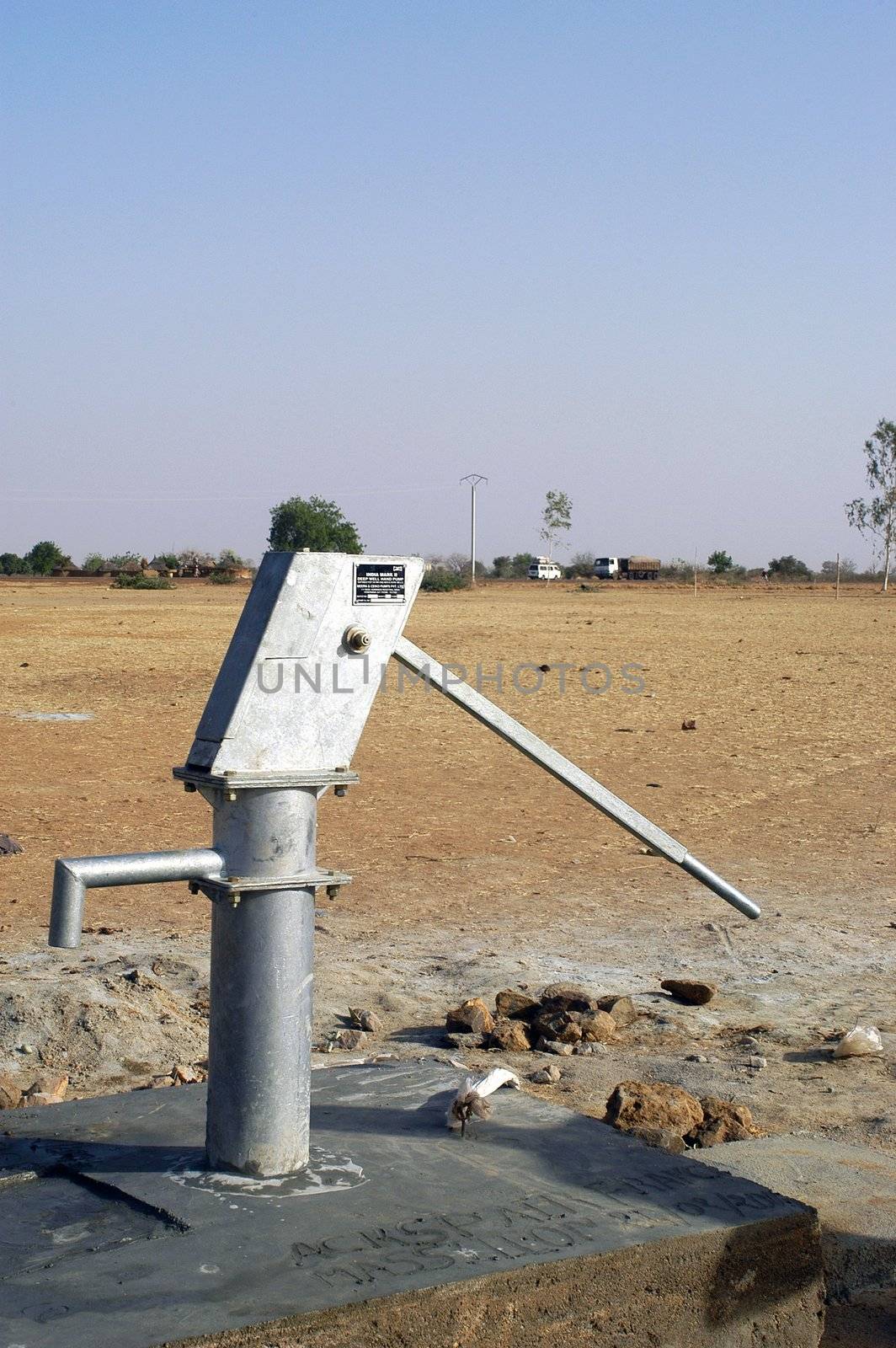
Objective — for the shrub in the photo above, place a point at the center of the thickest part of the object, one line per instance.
(128, 580)
(440, 580)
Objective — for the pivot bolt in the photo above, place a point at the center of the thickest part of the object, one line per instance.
(357, 639)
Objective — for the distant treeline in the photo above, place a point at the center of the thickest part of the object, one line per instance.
(47, 559)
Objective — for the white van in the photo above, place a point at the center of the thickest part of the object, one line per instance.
(543, 570)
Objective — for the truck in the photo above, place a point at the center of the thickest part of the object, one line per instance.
(543, 570)
(627, 568)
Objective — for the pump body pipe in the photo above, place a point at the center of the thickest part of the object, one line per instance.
(74, 875)
(487, 714)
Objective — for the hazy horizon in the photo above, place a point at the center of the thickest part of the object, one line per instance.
(637, 253)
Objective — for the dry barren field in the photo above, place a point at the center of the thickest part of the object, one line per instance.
(472, 869)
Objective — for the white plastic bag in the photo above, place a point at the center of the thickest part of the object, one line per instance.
(862, 1040)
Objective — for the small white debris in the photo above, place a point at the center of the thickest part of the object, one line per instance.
(471, 1102)
(859, 1042)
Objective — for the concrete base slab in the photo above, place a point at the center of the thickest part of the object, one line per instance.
(542, 1227)
(852, 1188)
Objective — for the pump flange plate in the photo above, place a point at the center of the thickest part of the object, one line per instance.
(278, 781)
(231, 886)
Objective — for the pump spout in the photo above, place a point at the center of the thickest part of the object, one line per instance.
(441, 677)
(74, 875)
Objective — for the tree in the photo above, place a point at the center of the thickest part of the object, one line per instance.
(45, 557)
(312, 523)
(790, 568)
(556, 519)
(720, 561)
(848, 570)
(227, 557)
(877, 514)
(123, 563)
(13, 565)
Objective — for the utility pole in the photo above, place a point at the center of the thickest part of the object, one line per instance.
(473, 479)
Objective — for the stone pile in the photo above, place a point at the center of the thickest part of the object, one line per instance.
(670, 1118)
(565, 1019)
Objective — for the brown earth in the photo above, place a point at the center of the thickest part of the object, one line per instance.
(473, 871)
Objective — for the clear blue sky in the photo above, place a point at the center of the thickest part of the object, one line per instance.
(640, 253)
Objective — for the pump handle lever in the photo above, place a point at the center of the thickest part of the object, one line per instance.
(441, 677)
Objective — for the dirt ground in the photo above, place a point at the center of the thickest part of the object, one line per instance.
(472, 869)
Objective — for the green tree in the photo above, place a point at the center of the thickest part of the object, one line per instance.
(312, 523)
(876, 516)
(557, 518)
(848, 570)
(227, 557)
(790, 568)
(45, 557)
(13, 565)
(125, 561)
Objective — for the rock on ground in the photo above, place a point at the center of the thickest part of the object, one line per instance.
(471, 1017)
(723, 1122)
(642, 1105)
(686, 990)
(518, 1006)
(509, 1035)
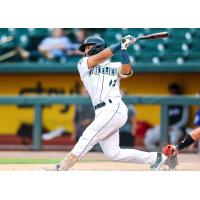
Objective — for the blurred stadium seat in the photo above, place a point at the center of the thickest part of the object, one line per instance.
(183, 44)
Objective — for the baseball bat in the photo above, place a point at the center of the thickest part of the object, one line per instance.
(160, 35)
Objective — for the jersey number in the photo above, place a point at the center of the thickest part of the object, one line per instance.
(112, 83)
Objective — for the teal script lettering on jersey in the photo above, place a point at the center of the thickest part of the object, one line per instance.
(103, 70)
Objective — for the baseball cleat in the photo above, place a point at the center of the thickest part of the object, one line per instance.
(171, 152)
(160, 161)
(53, 168)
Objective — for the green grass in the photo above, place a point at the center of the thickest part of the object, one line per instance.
(29, 160)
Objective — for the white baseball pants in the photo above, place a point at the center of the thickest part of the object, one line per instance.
(105, 131)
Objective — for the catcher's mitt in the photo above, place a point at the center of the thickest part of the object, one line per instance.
(171, 153)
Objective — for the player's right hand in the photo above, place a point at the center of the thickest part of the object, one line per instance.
(169, 150)
(127, 41)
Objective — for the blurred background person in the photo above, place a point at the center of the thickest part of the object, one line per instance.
(55, 46)
(178, 119)
(127, 132)
(80, 35)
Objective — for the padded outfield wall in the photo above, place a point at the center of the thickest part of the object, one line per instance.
(12, 117)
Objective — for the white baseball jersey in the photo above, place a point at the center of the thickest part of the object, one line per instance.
(101, 81)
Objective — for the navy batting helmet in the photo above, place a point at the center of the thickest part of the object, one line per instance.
(97, 42)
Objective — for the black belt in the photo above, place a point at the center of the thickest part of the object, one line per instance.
(102, 104)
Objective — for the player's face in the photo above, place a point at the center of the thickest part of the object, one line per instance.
(87, 48)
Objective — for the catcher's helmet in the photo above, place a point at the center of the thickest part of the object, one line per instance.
(97, 42)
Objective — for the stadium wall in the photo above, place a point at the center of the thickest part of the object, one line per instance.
(142, 83)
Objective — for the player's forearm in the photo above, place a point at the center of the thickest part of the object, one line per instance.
(103, 55)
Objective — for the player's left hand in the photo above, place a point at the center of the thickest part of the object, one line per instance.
(169, 150)
(127, 41)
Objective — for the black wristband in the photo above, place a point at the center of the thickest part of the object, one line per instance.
(115, 47)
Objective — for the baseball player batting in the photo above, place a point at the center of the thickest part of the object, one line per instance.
(102, 80)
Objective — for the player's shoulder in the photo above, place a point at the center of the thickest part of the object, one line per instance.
(82, 60)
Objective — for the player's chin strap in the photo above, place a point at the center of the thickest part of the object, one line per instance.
(67, 162)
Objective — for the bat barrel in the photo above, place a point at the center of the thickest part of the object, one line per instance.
(160, 35)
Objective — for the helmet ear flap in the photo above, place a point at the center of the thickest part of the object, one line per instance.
(96, 49)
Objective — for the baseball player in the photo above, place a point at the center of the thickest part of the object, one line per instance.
(102, 80)
(193, 136)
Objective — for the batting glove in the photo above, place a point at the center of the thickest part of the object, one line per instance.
(127, 41)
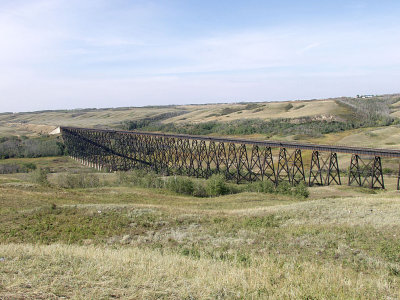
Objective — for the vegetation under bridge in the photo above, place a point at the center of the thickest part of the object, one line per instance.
(238, 159)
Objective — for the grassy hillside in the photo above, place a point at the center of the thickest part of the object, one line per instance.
(123, 241)
(339, 110)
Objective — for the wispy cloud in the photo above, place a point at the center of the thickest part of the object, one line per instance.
(63, 53)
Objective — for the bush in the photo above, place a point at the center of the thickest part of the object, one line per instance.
(301, 190)
(199, 190)
(261, 187)
(180, 185)
(216, 185)
(78, 181)
(39, 176)
(284, 188)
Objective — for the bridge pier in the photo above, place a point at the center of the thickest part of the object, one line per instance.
(366, 173)
(324, 170)
(290, 166)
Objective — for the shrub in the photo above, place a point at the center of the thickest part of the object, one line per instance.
(199, 190)
(82, 180)
(301, 190)
(216, 185)
(180, 185)
(261, 187)
(284, 188)
(39, 176)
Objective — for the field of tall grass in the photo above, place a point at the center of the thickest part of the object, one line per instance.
(115, 236)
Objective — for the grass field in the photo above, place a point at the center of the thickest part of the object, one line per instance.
(120, 241)
(29, 123)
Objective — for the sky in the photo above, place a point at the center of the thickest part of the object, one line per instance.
(65, 54)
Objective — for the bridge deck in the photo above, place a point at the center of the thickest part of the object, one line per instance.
(267, 143)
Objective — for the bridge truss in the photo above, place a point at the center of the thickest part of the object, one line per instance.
(238, 159)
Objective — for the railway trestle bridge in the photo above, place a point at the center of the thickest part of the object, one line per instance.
(238, 159)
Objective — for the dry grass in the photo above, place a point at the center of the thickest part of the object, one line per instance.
(87, 272)
(134, 243)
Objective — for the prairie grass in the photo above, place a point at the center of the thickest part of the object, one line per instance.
(132, 242)
(88, 272)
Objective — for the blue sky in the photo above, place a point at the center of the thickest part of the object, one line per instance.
(57, 54)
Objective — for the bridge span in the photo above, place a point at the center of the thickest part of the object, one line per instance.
(238, 159)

────

● **Set exercise**: Please copy out everything from the line containing "Objective — for the bridge span" down through the end of the lines, with both ends included.

● **Result below**:
Objective — for the bridge span in the photo above, place a point at the center of the thickest part of the object, one line per instance.
(238, 159)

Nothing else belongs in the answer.